**Gestellte Aufgabe:**
Schreib den Text über das Verbot der HDJ nach seinem letzten Satz weiter.

**Vorliegender Text:**
---

Das am Dienstag von Bundesinnenminister Wolfgang Schäuble (CDU) verhängte
Verbot der rechtsextremen "Heimattreuen Deutschen Jugend" (HDJ) betrifft
vor allem Berlin und Brandenburg. Die Region galt als Schwerpunkt der
HDJ-Aktivitäten. Nun gerät auch die NPD in die Bredouille: Sie war laut
Experten eng mit der rechten Nachwuchsschmiede verzahnt.
Schäuble hatte die HDJ verboten, weil die Jugendorganisation mit ihren
Zeltlagern und Schulungen nationalsozialistische Ansichten an Kinder und
Jugendliche vermittelt und sich in "aggressiv-kämpferischer Weise gegen die
verfassungsmäßige Ordnung" gestellt habe. Seit Jahren wies der
Verfassungsschutz auf rege Aktivitäten der HDJ in Berlin und Brandenburg
hin: In der Hauptstadt befinde sich die Bundesführung, von hier aus würden
überregionale Veranstaltungen geplant. In der Region tummeln sich die
Kader: In Brandenburg wohnen die HDJ-Bundesführer Sebastian Räbinger und
Holle Böhm sowie der HDJ-Ideengeber, der Neonazi-Rechtsanwalt Wolfram
Nahrath. Berlins NPD-Landeschef Jörg Hähnel gilt als aktives HDJ-Mitglied.
Ulli Jentsch vom Antifaschistischen Pressearchiv (apabiz) sieht die Region
als Zentrum der bundesweiten HDJ-Infrastruktur. Ihre hiesige "Einheit
Preußen" gehöre mit 60 Mitgliedern zu den größten und aktivsten des
Vereins. Sie veranstalteten unter anderem jährlich im Berliner Umland die
"Märkischen Kulturtage" mit bis zu 200 Neonazis.
Die Polizei führte am Dienstagmorgen Hausdurchsuchungen und
Beschlagnahmungen von Vereinsvermögen in Berlin und Brandenburg durch. In
der Hauptstadt wurden zwei Objekte in Lichtenberg und Pankow sowie die
Köpenicker NPD-Bundeszentrale durchsucht, in der NPD-Landeschef Hähnel
seinen Wohnsitz gemeldet hat. In Brandenburg waren Objekte in
Teltow-Fläming und Oder-Spree betroffen. Dabei soll es sich um das Haus des
HDJ-Bundesführers Räbiger und den Zweitwohnsitz von Hähnel handeln.

---

**Gezeigte Datensätze:**
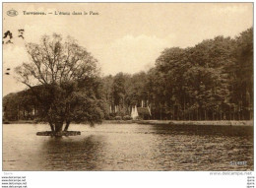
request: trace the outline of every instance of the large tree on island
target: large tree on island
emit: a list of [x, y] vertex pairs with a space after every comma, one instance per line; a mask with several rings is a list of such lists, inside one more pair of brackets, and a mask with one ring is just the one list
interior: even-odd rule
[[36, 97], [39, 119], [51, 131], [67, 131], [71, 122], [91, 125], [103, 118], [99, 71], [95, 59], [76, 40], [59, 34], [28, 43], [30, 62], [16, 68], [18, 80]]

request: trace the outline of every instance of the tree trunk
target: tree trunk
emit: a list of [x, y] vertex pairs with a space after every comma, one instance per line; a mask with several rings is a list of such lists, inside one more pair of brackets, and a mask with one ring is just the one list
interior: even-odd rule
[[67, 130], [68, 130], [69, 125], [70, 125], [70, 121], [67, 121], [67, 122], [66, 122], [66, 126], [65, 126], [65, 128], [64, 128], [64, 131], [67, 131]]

---

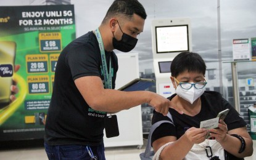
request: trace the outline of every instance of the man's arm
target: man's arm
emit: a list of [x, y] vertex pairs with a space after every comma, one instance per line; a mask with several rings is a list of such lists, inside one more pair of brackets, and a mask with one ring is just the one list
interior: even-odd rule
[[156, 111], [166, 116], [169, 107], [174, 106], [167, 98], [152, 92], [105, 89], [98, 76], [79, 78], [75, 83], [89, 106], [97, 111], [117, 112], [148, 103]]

---

**Endgültige Antwort:**
Die Innenminister von Berlin und Brandenburg, Ehrhart Körting (SPD) und
Jörg Schönbohm (CDU), begrüßten das Verbot. Damit treffe man die
Rechtsextremisten an einer empfindlichen Stelle. Schönbohm sprach von einem
"Akt des aktiven Jugendschutzes", Körting von einem "positiven Schritt für
die Demokratie". Für den Berliner Innensenator zeige der Beschluss, dass
Rechtsextremismus neben politischer Aufklärung auch durch Verbotsverfahren
bekämpft werden müsse. In Berlin nannten alle Parteien im Abgeordnetenhaus
das Verbot "überfällig".
Mit dem HDJ-Verbot gerät nun die NPD in die Schusslinie. Im aktuellen
Brandenburger Verfassungsschutzbericht werden enge Kontakte zwischen beiden
Organisationen beschrieben. Apabiz-Sprecher Jentsch sieht eine "massive
Verzahnung auf höchster Kader-Ebene". Neben Jörg Hähnel seien auch andere
führende HDJ-Aktivisten Mitglied der NPD. Der Ordnungsdienst der Partei
werde beinah komplett von der HDJ gestellt, so Jentsch. Der Innenexperte
der Linkspartei, Udo Wolf, sieht mit dem HDJ-Verbot ein "Abschneiden der
Nachwuchsschmiede der NPD". Apabiz-Sprecher Jentsch spricht von einem
"faktischen Teilverbot der NPD".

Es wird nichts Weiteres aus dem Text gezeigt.